Start of Material supplied

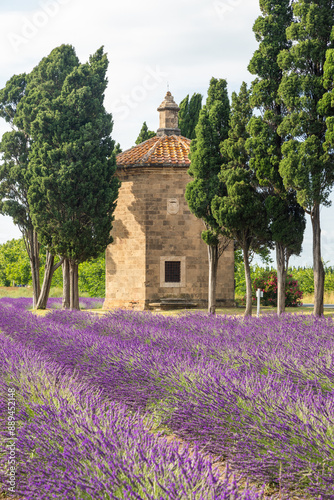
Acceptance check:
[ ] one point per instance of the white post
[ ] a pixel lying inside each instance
(259, 294)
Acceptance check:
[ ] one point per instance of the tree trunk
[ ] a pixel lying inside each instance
(213, 266)
(318, 269)
(248, 310)
(32, 246)
(66, 284)
(281, 277)
(74, 285)
(48, 273)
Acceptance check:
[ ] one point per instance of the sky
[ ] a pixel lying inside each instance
(151, 45)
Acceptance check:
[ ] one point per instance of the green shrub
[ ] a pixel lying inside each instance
(268, 284)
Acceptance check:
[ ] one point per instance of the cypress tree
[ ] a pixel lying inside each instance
(189, 115)
(307, 166)
(211, 130)
(240, 211)
(73, 190)
(286, 217)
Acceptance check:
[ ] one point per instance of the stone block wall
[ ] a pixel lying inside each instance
(152, 224)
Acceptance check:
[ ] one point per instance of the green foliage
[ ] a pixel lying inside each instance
(14, 263)
(144, 134)
(268, 284)
(286, 217)
(241, 211)
(307, 166)
(15, 266)
(73, 189)
(205, 156)
(189, 115)
(15, 147)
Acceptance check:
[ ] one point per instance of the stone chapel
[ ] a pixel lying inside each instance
(157, 256)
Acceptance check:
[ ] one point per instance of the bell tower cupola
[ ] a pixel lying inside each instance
(169, 120)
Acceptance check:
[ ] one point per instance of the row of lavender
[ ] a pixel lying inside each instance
(74, 442)
(55, 302)
(259, 392)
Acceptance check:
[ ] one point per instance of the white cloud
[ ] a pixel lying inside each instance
(188, 40)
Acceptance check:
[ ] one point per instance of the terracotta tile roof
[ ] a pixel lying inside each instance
(168, 150)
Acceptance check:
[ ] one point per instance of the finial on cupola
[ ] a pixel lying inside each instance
(169, 119)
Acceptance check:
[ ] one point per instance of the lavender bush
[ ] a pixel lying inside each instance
(258, 392)
(53, 302)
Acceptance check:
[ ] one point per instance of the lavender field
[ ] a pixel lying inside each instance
(95, 395)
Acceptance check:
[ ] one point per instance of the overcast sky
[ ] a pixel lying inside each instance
(150, 44)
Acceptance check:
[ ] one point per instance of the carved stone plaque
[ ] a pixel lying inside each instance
(172, 206)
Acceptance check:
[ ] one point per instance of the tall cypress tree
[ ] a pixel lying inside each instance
(73, 190)
(240, 211)
(189, 115)
(211, 130)
(286, 217)
(307, 166)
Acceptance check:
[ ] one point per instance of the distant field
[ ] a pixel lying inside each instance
(95, 396)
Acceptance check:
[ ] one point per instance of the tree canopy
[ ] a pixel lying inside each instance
(144, 134)
(189, 115)
(285, 216)
(307, 166)
(73, 190)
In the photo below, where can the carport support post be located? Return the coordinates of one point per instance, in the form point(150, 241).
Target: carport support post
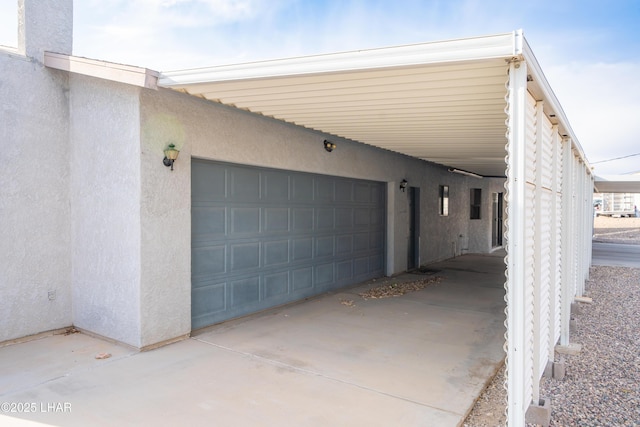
point(568, 252)
point(516, 239)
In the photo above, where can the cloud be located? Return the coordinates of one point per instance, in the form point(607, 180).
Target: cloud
point(601, 101)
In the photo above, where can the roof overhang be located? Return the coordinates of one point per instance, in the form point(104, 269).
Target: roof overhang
point(442, 101)
point(617, 184)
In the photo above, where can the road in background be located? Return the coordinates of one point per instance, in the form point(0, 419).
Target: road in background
point(616, 254)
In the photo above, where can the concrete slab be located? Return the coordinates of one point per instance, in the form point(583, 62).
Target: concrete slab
point(418, 359)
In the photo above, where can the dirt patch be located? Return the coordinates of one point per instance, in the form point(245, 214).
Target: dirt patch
point(616, 230)
point(397, 289)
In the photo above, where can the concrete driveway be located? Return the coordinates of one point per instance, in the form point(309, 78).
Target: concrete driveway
point(420, 359)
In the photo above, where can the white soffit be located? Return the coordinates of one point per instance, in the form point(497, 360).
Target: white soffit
point(617, 183)
point(441, 101)
point(127, 74)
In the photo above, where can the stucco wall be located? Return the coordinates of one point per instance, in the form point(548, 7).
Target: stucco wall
point(211, 131)
point(105, 208)
point(166, 224)
point(35, 291)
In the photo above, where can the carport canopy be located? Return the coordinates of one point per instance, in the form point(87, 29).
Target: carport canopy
point(442, 101)
point(617, 184)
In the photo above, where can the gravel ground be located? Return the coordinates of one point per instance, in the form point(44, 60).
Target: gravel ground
point(602, 382)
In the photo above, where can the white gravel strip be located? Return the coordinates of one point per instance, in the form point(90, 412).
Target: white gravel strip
point(602, 382)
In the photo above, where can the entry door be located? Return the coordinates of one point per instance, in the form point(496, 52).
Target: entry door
point(265, 237)
point(496, 240)
point(413, 255)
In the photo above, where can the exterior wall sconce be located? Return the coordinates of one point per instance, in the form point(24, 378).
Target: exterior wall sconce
point(170, 155)
point(329, 146)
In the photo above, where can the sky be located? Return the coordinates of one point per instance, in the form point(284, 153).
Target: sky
point(589, 50)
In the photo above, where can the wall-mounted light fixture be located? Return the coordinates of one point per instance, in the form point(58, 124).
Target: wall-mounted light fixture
point(170, 155)
point(461, 172)
point(329, 146)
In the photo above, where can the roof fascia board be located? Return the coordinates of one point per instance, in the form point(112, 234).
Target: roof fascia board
point(127, 74)
point(550, 97)
point(460, 50)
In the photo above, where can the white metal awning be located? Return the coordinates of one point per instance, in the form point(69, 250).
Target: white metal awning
point(441, 101)
point(617, 183)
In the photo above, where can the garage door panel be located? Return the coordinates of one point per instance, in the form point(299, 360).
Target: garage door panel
point(344, 244)
point(344, 192)
point(275, 188)
point(245, 291)
point(302, 278)
point(324, 246)
point(276, 252)
point(324, 189)
point(209, 260)
point(245, 221)
point(276, 285)
point(362, 217)
point(361, 267)
point(344, 218)
point(303, 219)
point(360, 242)
point(208, 184)
point(325, 219)
point(302, 188)
point(276, 220)
point(344, 271)
point(324, 274)
point(362, 193)
point(208, 222)
point(209, 299)
point(245, 256)
point(287, 236)
point(302, 249)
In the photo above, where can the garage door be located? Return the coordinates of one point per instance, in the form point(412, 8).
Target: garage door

End of Material supplied

The exercise is to copy out every line above that has the word "green" in it.

# The answer:
[ ] one point per instance of the green shrub
[ ] one point per instance of the green foliage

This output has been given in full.